* **What to work on**
Copy every line of the entries below that contains the word "water".

* **Given information**
>>

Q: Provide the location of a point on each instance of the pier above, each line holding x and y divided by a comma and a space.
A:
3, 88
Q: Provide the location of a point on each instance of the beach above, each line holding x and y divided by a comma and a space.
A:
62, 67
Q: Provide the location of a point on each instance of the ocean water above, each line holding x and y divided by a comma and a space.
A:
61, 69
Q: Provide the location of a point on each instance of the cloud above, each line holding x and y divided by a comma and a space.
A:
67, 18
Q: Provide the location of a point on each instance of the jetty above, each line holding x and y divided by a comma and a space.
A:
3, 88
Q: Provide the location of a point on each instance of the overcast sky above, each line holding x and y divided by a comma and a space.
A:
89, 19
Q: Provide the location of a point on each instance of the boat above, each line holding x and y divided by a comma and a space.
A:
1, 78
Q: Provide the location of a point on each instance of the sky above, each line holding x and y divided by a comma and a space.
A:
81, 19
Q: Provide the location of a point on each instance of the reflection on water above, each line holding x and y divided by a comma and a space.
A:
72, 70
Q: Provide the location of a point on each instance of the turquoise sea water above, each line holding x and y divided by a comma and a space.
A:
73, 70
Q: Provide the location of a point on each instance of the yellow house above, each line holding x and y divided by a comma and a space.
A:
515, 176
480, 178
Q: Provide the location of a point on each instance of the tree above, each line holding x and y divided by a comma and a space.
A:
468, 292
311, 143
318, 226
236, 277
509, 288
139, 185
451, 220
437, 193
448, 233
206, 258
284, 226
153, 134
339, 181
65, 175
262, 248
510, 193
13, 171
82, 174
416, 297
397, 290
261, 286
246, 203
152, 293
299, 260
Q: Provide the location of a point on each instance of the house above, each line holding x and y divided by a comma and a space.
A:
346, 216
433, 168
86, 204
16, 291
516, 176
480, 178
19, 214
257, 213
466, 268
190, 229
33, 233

<<
>>

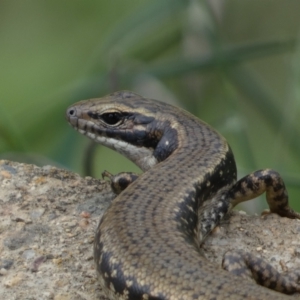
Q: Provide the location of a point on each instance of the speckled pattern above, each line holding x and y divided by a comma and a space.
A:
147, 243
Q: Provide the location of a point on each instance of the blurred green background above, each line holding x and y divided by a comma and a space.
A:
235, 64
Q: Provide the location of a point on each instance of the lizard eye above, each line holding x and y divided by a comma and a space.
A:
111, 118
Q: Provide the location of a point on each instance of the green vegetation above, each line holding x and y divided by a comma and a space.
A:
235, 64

<<

* **Final answer**
Q: Provide the location of a point on each instance of the ocean water above, each line holding x and y divided by a comma and a space.
Q: Provide the location of a point on each instance of the reflection on water above, each line holding x and y divided by a comma and a space.
Q: Provide the location of a point on each instance of the turquoise sea water above, each line holding x and y divided by a comma and a space.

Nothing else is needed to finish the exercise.